GOAL >> Return every record below exactly as written, omitting any pictures.

LISTED RECORDS >>
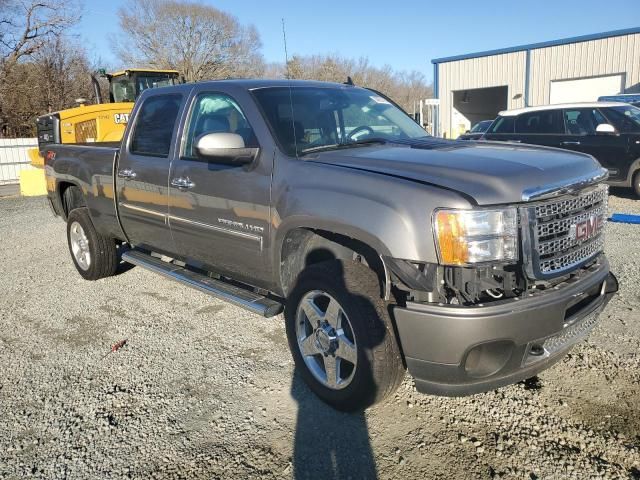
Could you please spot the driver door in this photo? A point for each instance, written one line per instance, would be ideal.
(219, 214)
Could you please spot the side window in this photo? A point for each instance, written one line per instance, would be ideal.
(217, 113)
(583, 121)
(541, 122)
(155, 124)
(502, 125)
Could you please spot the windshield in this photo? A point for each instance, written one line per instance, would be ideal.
(626, 118)
(126, 88)
(482, 126)
(307, 119)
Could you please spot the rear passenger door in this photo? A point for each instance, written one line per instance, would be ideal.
(143, 171)
(609, 149)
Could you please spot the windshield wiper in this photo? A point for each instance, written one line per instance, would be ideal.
(338, 146)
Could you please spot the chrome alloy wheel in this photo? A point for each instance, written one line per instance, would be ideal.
(326, 339)
(80, 246)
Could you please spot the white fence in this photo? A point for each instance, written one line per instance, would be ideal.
(14, 157)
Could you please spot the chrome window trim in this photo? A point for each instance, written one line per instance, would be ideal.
(215, 228)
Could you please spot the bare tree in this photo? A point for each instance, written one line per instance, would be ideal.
(27, 26)
(49, 80)
(200, 41)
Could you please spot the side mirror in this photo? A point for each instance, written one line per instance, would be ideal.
(605, 129)
(226, 148)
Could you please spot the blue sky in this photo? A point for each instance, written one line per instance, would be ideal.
(404, 34)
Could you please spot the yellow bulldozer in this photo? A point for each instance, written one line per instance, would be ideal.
(90, 123)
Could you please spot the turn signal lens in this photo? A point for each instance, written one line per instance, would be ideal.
(469, 237)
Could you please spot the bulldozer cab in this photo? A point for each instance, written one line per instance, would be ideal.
(127, 85)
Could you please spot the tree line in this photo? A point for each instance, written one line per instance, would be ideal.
(43, 68)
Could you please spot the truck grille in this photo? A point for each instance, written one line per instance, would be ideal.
(567, 232)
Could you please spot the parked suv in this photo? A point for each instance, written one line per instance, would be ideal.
(610, 131)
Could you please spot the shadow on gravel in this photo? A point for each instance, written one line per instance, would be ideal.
(123, 267)
(329, 444)
(626, 193)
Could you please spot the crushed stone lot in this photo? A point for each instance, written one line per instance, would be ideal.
(203, 389)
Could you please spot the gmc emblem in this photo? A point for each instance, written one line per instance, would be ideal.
(586, 229)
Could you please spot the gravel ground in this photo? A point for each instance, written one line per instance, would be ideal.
(205, 390)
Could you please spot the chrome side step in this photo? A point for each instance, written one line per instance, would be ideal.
(247, 299)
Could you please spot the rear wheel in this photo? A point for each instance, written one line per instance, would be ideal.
(94, 255)
(341, 336)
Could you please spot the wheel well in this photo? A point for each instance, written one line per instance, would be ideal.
(70, 197)
(303, 247)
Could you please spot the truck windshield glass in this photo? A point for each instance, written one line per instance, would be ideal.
(127, 88)
(625, 118)
(306, 119)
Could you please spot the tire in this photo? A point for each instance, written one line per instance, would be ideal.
(94, 255)
(367, 335)
(636, 183)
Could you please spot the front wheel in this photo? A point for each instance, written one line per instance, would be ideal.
(341, 336)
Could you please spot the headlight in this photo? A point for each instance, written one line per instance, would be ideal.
(475, 236)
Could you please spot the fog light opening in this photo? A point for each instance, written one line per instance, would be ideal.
(487, 359)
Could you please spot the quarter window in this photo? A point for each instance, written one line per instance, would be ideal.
(541, 122)
(155, 124)
(217, 113)
(583, 121)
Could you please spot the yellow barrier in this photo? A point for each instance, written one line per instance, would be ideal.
(32, 183)
(36, 159)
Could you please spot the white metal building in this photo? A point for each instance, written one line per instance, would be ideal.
(477, 86)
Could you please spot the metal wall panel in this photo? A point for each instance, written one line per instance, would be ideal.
(14, 157)
(605, 56)
(582, 59)
(493, 71)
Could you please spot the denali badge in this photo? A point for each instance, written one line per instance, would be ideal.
(586, 229)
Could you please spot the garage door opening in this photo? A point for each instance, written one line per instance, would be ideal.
(474, 105)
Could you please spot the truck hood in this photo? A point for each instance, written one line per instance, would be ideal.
(489, 172)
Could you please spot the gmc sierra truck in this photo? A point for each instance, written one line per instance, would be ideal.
(473, 265)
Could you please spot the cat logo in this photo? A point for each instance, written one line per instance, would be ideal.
(121, 118)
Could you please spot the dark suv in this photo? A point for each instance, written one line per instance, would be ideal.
(610, 131)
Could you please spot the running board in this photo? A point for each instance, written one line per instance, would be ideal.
(241, 297)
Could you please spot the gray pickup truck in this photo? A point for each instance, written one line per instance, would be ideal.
(472, 265)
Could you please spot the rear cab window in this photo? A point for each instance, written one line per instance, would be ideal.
(540, 122)
(583, 121)
(502, 125)
(155, 125)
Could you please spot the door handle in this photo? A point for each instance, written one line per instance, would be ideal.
(182, 183)
(127, 174)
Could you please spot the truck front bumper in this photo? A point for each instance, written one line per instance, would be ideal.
(457, 350)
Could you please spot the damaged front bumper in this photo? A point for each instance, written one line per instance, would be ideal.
(455, 350)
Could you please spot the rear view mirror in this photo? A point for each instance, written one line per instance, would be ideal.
(227, 148)
(605, 129)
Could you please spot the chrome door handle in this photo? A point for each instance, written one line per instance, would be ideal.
(182, 182)
(127, 174)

FINISHED EXERCISE >>
Could you please spot the driver door in this photo? A point for each instance, written one line per instance, would be ideal.
(219, 214)
Could you please spot the side window in this photo? A point for each instance, written one line per instance, would be ideal.
(217, 113)
(583, 121)
(541, 122)
(155, 124)
(502, 125)
Could you please spot the windshield in this photo? A point for each instance, written one line per instance, would be ideal.
(626, 118)
(126, 88)
(482, 126)
(307, 119)
Could you please spot the rear passenger door in this photo? A point for each instance, written one line per instance, would be ideal.
(143, 171)
(609, 149)
Could you please spot the windshield wiper in this photo? A point for each instance, written one line per instance, would be ideal.
(338, 146)
Could you please spot the chrome alloy wheel in this photo? A point for each instance, written one line per instance, would be ideal.
(326, 339)
(80, 246)
Could you please spot the white fence in this photo? A point for each instance, written one line per instance, would be ideal.
(14, 157)
Could you please spot the chrome window trim in this photo? A point for each instance, written one line per instance, would be ideal.
(215, 228)
Could you please spot the bare tree in this photo? A point for each instance, written one line per instance, would be ideal.
(27, 26)
(49, 80)
(200, 41)
Could you please spot the side mirror in this photo? A point for each instance, written one line per instance, would be ideal.
(605, 129)
(226, 148)
Could you please spot the blue sky in this photo? A point for each instance, written one line per instance, would be ideal.
(404, 34)
Could you please spot the yellow bulldozer in this photo? A point for each instance, written one line per instance, would be ideal.
(90, 123)
Could you please spot the turn signal lens in this photo? A point for each instance, written one line per instance, would be ideal.
(469, 237)
Could you please spot the bulldozer cab in this photo? A point for each instance, written one line per instance, would be ideal.
(127, 85)
Could you please spot the tree line in this photo? A point for each instance, written one line per instance, would be ideal.
(43, 68)
Could you please spot the truck grille in this photo? A point for each instance, written one line per instance, would be ideal.
(567, 232)
Could you please spot the parked suv in this photo? A point for each instance, written one line per instance, would be ideal.
(610, 131)
Could you please spot the shadow on gravel in this photo? A point for each instance, written one line per instance, would be ideal.
(123, 267)
(329, 444)
(626, 193)
Could you please spot the crushed stone lot in this photo? A point for each instance, written one line per instance, would be ideal.
(203, 389)
Could you please spot the gmc emblem in this photo? A point for each instance, written one line per instance, would be ideal.
(586, 229)
Could you please spot the gravel ground in this photo? A point for each instance, written one line per instance, would be ideal.
(205, 390)
Could you please spot the chrome side step in this photo? A point for each instance, written one line per instance, would be ideal.
(247, 299)
Could you please spot the rear wheel in this photo? A point for each instance, written one line per instance, would be ideal.
(94, 255)
(341, 336)
Could you please spot the wheel well in this photo? A point for each instance, written one line per instance, would be ideal.
(70, 197)
(303, 247)
Could you please spot the truck windshield glass in this photo? A point for each instance, written one line per instance, would be ideal.
(127, 88)
(625, 118)
(306, 119)
Could you please spot the tire in this photo? A point for each instance, written one line per instance, would be ideal.
(94, 255)
(367, 335)
(636, 183)
Could you please spot the front wheel in this photo? A point for each instance, written one line per instance, would be ideal.
(341, 336)
Could you please spot the headlight in this photo? A point for each instance, written one line per instance, would be ideal.
(475, 236)
Could you please spot the fog light opening in this photo? A point for each instance, written one line per instance, would be ideal.
(487, 359)
Could you please spot the quarter window in this photo? A point for each instance, written one line per instance, would be ideal.
(541, 122)
(155, 124)
(217, 113)
(583, 121)
Could you please spot the yellow barrier in this photo? A point for each instance, written one line per instance, would be ideal.
(32, 183)
(36, 159)
Could you please spot the white metal building in this photo? A point for each instance, written one line per instance, would be ideal.
(477, 86)
Could you please spot the metal wall panel in this photo? A point for each instance, written one line per instance, would be ideal.
(14, 157)
(605, 56)
(582, 59)
(493, 71)
Could you please spot the denali badge in this photo? A point for each instance, written one line per instance, would be ideal.
(586, 229)
Could you please spot the garage door opening in this photo? A point for each instance, written one line per instance, would be ideal.
(474, 105)
Could you please spot the truck hood in this photo? A point for each instance, written one line per instance, would be ideal.
(489, 172)
Could you please spot the gmc sierra truck in this photo? A point for each instance, written one line per instance, would be ideal.
(473, 265)
Could you please spot the cat logo in this photo? A point for each instance, written one line per instance, would be ideal.
(121, 118)
Could you please spot the dark suv in this photo? A point for each instance, written one line per instance, would be ideal.
(610, 131)
Could you please spot the running board in this photo? A point for each instance, written one line per instance, would be ideal.
(241, 297)
Could you please spot the gray pickup truck in this photo? A point for each instance, written one line per instance, would be ideal.
(472, 265)
Could you please spot the rear cab window in this photo? A point for each instance, written one line per instance, would be ideal.
(540, 122)
(583, 121)
(502, 125)
(155, 125)
Could you please spot the door handle in this photo? A point for each instance, written one line per instance, would be ideal.
(182, 183)
(127, 174)
Could you please spot the truck front bumper in this photo? A point for each instance, written one line per instance, would be ideal.
(457, 350)
Could you please spot the damaged front bumper in this photo? A point for each instance, written one line per instance, would be ideal.
(455, 350)
Could you please spot the rear view mirror in this photo? A point for each instance, written one line per instance, would be ideal.
(227, 148)
(605, 129)
Could you please spot the chrome door handle in this photo? A point for each instance, written one line per instance, would be ideal.
(182, 182)
(127, 174)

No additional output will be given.